Galadriel Lynn Putthoff Stineman is an American actress and model. She is best known for her roles as Gwen Tennyson in  Ben 10: Alien Swarm and as Cassidy Finch in The Middle.

Early life
Stineman was born in Cincinnati and named after the character Galadriel in The Lord of the Rings, which her mother read while pregnant. She completed her high-school education at Newport Central Catholic High School, in Newport, Kentucky. She was a cheerleader, dancer and horseback rider while at school. Although she participated in the drama club, she never captured a starring role in any play at school level. 

She grew up in Northern Kentucky, where her father was a tennis player as well as a teacher and her mother, a nurse. She then attended Northern Kentucky University. As a very involved undergrad, she was president of Delta Zeta sorority, vice president of student government and named "Outstanding Senior of the Year". It was during her time at NKU that she became involved in student films and eventually signed with a couple local talent agencies to pick up extra money. She graduated magna cum laude in 2007 from the College of Informatics.

• What this task involves
Can you reproduce the Galadriel Stineman biography above in full, word for word?

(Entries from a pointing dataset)
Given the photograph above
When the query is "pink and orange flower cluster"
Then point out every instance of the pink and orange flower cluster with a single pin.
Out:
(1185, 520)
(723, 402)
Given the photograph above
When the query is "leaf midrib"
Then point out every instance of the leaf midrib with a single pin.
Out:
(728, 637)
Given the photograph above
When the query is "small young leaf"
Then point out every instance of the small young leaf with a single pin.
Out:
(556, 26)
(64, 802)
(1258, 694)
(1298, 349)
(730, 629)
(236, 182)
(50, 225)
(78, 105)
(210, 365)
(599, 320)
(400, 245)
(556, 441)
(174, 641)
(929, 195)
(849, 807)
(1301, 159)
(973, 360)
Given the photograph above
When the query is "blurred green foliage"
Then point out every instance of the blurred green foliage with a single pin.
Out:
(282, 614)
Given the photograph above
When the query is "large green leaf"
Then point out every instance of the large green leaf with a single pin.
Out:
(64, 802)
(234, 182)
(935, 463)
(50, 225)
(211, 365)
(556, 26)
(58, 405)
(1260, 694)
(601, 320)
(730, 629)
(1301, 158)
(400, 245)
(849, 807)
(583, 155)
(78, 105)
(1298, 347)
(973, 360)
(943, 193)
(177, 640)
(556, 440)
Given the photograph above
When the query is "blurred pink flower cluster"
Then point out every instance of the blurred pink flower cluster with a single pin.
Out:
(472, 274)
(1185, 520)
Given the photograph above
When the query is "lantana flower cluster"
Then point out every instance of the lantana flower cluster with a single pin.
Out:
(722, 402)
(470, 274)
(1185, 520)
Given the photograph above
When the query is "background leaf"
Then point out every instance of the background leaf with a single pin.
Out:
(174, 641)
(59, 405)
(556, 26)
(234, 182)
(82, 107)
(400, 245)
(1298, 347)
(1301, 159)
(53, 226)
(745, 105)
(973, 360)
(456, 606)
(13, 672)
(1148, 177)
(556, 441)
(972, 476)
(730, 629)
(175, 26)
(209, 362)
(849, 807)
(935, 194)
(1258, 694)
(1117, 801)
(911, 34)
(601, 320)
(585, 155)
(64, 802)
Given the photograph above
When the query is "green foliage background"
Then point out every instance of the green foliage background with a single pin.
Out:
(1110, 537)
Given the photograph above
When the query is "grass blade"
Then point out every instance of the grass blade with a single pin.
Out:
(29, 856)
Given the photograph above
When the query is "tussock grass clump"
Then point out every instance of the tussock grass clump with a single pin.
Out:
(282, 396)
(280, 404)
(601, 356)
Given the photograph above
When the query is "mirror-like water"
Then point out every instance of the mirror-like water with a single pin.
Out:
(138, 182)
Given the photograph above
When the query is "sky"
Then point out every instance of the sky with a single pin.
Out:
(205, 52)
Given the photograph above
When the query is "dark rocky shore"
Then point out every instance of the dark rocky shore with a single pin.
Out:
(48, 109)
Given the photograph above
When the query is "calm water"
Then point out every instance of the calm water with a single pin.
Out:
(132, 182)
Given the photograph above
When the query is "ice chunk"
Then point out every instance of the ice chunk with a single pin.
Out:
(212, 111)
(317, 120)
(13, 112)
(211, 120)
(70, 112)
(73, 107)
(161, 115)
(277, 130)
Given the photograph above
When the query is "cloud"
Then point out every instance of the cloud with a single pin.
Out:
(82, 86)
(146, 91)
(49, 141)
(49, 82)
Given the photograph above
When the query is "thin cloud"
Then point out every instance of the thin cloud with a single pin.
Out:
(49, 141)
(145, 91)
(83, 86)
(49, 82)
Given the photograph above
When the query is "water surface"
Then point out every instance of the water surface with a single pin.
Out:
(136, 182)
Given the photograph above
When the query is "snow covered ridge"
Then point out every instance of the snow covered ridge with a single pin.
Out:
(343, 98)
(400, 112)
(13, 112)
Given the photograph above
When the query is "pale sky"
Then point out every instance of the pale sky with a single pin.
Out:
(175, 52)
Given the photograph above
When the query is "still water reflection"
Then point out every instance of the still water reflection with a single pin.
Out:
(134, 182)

• Response for this exercise
Galadriel Lynn Putthoff Stineman is an American actress and model. She is best known for her roles as Gwen Tennyson in  Ben 10: Alien Swarm and as Cassidy Finch in The Middle.

Early life
Stineman was born in Cincinnati and named after the character Galadriel in The Lord of the Rings, which her mother read while pregnant. She completed her high-school education at Newport Central Catholic High School, in Newport, Kentucky. She was a cheerleader, dancer and horseback rider while at school. Although she participated in the drama club, she never captured a starring role in any play at school level. 

She grew up in Northern Kentucky, where her father was a tennis player as well as a teacher and her mother, a nurse. She then attended Northern Kentucky University. As a very involved undergrad, she was president of Delta Zeta sorority, vice president of student government and named "Outstanding Senior of the Year". It was during her time at NKU that she became involved in student films and eventually signed with a couple local talent agencies to pick up extra money. She graduated magna cum laude in 2007 from the College of Informatics.